# [Text extract]
━━━━━━━━━━━━━━━━━━━━━━━━━━━━━━

ATLANTA, Ga., May 25—They buried the twentieth century here today.
Mickey Mouse and a bottle of beer, an encyclopedia and a movie-fan magazine were put to rest along with thousands of other objects depicting life as it is known today.

Buried our civilization? Buried the twentieth century? The century kept going, making new stuff, even after 1940. What Jacobs really buried was a collection of knickknacks. There was a set of Lincoln Logs children’s toys, a sheet of aluminum foil, some women’s stockings, model trains, an electric toaster, and phonograph records bearing the voices of Franklin Roosevelt, Adolf Hitler, King Edward VIII, and other world leaders. Some items bound to cause puzzlement: “1 distributor head cover”; “1 sample of catlinite”; “1 lady’s breast form.” All neatly shelved, a stainless-steel door was welded shut, and so it remains, a quiet room in the basement of what is now called Phoebe Hearst Memorial Hall.
*1

Imagine how excited the world will be when May 28, 8113, finally arrives.
*2


MEANWHILE,
the event in Georgia was upstaged by another up north. A public relations man at the Westinghouse Electric and Manufacturing Corporation named G. Edward Pendray—a rocket enthusiast and sometime science-fiction writer—trumped the crypt with a swifter and sleeker package for the future, to be plunged into the ground at the 1939 New York World’s Fair—the “World of Tomorrow”—in Flushing, Queens. Instead of a whole room, Westinghouse designed a shiny half-ton torpedo, seven feet long, with an inner glass tube and an outer shell of Cupaloy, a special new alloy of rust-proof hardened copper. Pendray first wanted to call this device a “time bomb,” but that term had a different meaning.

So on second thought he came up with “time capsule.” Time, encapsulated. Time in a capsule. A capsule for all time.

The newspapers waxed enthusiastic. “The famous ‘time capsule,’ ” the
New York Times
called it, days after it was announced in the summer of 1938. “Its contents will no doubt prove to be distinctly quaint to the scientists of 6939 A.D.
*3
—as strange, probably, as the furnishings of Tut-ankh-Amen’s tomb seemed to us.” The Tutankhamun reference was apt. The burial chamber of the Eighteenth Dynasty pharaoh had been discovered in 1922, causing a sensation: the royal sarcophagus was intact; the British excavators uncovered precious turquoise, alabaster, lapis lazuli, and preserved flowers that disintegrated upon touch. Inner rooms revealed statuettes, chariots, model boats, and wine jars. The pharaoh’s funerary mask, solid gold and striped with blue glass, became iconic. So did the very idea of a buried past.

Credit 9.1

Archeology helped people think about the future as well as the past. Cuneiform tablets were turning up in the desert sands, bearing secrets. The Rosetta Stone, another icon, sat at the British Museum, where for decades no one could read its message—a message to the future, people said, but it hadn’t been meant that way. It was for immediate distribution: a decree from king to subjects; pardons and tax rebates. Remember, the ancients had no futurity. They cared less for us than we do for the people of 8113, apparently. Egyptians preserved their treasures and remains for passage to the afterlife, but they weren’t waiting for
the future.

━━━━━━━━━━━━━━━━━━━━━━━━━━━━━━

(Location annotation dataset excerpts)
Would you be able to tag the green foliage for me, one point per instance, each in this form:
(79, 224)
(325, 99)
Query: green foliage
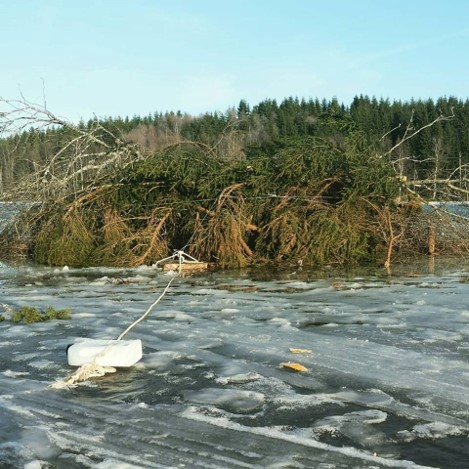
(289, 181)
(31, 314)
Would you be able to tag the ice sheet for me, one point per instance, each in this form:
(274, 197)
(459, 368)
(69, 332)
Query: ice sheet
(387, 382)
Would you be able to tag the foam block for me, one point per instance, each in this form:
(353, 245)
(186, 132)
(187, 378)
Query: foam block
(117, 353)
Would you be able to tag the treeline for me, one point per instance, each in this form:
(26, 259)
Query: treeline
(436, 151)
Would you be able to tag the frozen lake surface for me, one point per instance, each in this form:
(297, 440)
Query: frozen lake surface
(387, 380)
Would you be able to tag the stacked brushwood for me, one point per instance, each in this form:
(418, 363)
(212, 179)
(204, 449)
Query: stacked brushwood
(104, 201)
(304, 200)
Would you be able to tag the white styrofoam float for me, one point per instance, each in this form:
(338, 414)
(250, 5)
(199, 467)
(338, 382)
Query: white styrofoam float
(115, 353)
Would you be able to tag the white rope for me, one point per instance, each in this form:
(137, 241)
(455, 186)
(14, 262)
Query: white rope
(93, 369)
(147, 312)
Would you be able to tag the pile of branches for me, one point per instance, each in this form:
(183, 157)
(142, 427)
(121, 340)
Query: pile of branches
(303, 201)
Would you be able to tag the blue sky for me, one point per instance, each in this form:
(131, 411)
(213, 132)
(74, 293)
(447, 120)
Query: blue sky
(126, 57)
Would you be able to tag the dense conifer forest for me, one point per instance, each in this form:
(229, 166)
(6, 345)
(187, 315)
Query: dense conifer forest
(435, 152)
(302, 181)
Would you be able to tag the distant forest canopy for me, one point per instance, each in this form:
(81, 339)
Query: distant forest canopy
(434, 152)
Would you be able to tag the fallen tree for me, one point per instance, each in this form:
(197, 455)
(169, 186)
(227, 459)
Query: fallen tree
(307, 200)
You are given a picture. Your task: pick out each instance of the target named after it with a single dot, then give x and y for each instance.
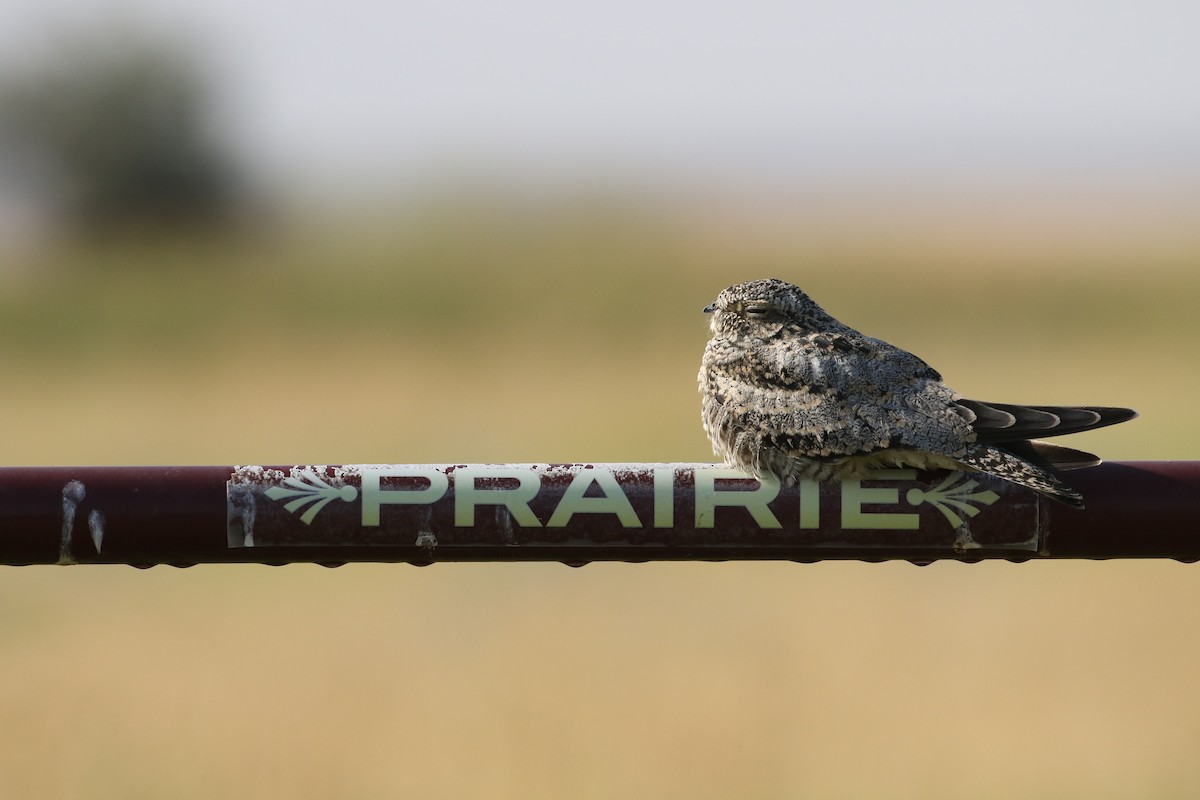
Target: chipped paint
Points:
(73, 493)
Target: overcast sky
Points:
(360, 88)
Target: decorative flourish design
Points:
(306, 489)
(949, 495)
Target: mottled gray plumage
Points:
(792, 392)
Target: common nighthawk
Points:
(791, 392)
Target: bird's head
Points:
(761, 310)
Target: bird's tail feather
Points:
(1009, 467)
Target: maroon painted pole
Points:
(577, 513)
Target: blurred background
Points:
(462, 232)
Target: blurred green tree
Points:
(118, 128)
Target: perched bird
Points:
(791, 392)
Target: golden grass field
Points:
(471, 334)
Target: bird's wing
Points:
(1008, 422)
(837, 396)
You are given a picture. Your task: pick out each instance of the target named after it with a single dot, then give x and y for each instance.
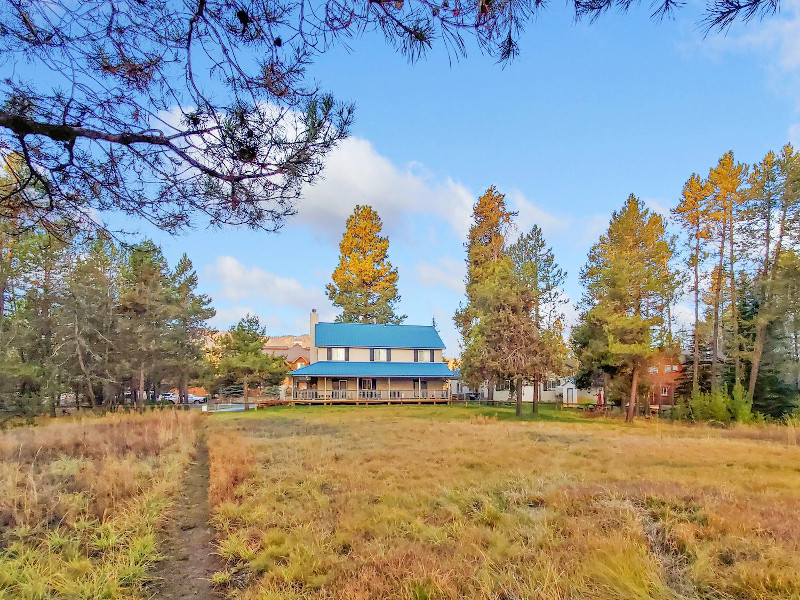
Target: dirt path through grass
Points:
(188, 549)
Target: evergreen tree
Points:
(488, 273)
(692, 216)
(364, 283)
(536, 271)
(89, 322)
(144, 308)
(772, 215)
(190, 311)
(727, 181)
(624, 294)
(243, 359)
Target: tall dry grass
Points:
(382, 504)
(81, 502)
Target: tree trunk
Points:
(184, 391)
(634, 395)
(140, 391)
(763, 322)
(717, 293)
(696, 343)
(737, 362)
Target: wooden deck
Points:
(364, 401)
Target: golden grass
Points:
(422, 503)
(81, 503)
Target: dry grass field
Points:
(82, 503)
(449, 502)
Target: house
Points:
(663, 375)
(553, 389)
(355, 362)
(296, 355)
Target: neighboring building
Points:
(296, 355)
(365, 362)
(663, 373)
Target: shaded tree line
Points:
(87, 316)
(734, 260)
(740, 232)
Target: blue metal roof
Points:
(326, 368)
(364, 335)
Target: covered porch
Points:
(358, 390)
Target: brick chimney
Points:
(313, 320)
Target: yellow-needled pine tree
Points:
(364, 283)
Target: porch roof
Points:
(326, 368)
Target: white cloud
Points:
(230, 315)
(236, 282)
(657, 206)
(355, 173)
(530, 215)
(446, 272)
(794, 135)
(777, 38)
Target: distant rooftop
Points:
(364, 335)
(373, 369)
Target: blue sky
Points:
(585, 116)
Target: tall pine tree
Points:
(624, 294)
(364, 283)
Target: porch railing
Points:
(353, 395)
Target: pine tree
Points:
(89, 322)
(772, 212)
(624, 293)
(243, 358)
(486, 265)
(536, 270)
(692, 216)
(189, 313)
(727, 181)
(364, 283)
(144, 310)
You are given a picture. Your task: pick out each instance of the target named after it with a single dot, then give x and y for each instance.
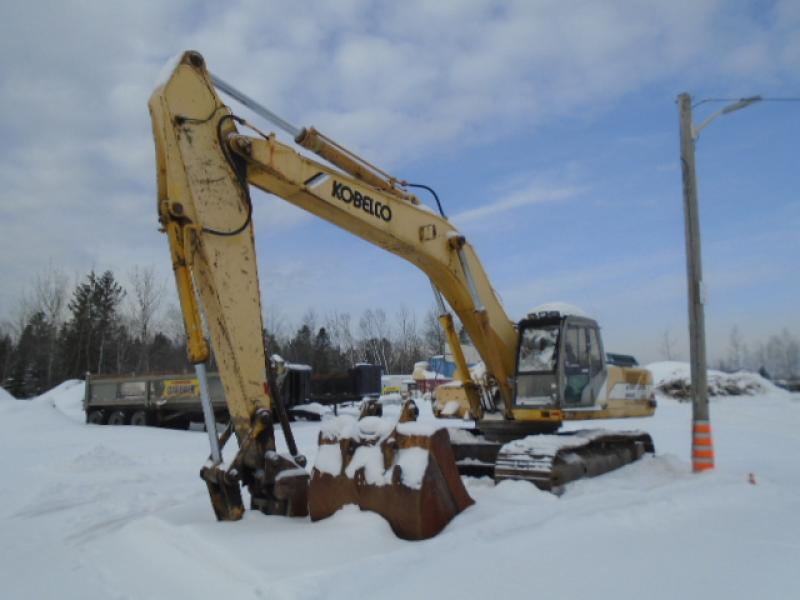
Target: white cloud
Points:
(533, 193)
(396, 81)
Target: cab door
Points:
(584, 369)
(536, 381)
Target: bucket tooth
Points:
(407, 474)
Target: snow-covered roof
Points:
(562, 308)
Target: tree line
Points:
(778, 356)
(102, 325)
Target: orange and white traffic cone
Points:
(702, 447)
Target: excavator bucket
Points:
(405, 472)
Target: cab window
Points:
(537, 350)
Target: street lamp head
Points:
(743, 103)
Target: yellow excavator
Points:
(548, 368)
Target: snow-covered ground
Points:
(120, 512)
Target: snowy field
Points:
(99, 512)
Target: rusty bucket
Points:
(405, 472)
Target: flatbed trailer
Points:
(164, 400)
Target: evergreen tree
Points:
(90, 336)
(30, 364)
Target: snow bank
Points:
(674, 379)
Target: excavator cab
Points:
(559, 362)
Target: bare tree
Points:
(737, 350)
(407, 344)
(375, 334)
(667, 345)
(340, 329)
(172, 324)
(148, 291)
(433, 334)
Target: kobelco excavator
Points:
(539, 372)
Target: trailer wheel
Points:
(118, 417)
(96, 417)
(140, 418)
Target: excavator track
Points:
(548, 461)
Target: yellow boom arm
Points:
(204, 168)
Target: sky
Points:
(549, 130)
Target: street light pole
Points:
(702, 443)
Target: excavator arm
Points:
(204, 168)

━━━━━━━━━━━━━━━━━━━━━━━━━━━━━━

# [Problems to work on]
a) In the listing, replace "excavator" with "digger" from the line with "Target: trailer wheel" through the end of the listing, and give back only those lines with everything else unchanged.
b) Write the next part of the passage on time capsules, picking up after its final sentence.

# [Exercise results]
a)
Target: trailer wheel
Points:
(118, 417)
(96, 417)
(140, 418)
Target: digger track
Points:
(548, 461)
Target: yellow boom arm
Points:
(204, 168)
Target: sky
Points:
(549, 130)
Target: street light pole
Points:
(702, 443)
Target: digger arm
Points:
(204, 168)

b)
They had a different place in mind. Whatever their intent, their eventual legatees were archeologists. So when 1930s Americans began interring their own treasures, they quite self-consciously considered themselves to be enacting archeology in reverse. “We are the first generation equipped to perform our archeological duty to the future,” said Thornwell Jacobs.

At the World’s Fair, Westinghouse saved space by enclosing 10 million words on microfilm. (They included instructions on how to make a microfilm reader. The time capsule did not have room for one, so a small microscope had to do.) “
THE ENVELOPE FOR A MESSAGE TO THE FUTURE BEGINS ITS EPIC JOURNEY
,” said the official Westinghouse
Book of Record of the Time Capsule of Cupaloy,
*4
which was printed and distributed to libraries and monasteries for preservation. Written in an odd faux-biblical prose—as if addressing monks of the Middle Ages, rather than historians of the future—the book advertised the achievements of modern technology:

Over wires pour cataracts of invisible electric power, tamed and harnessed to light our homes, cook our food, cool and clean our air, operate the machines of our homes & factories, lighten the burdens of our daily labor, reach out and capture the voices and music of the air, & work a major part of all the complex magic of our day.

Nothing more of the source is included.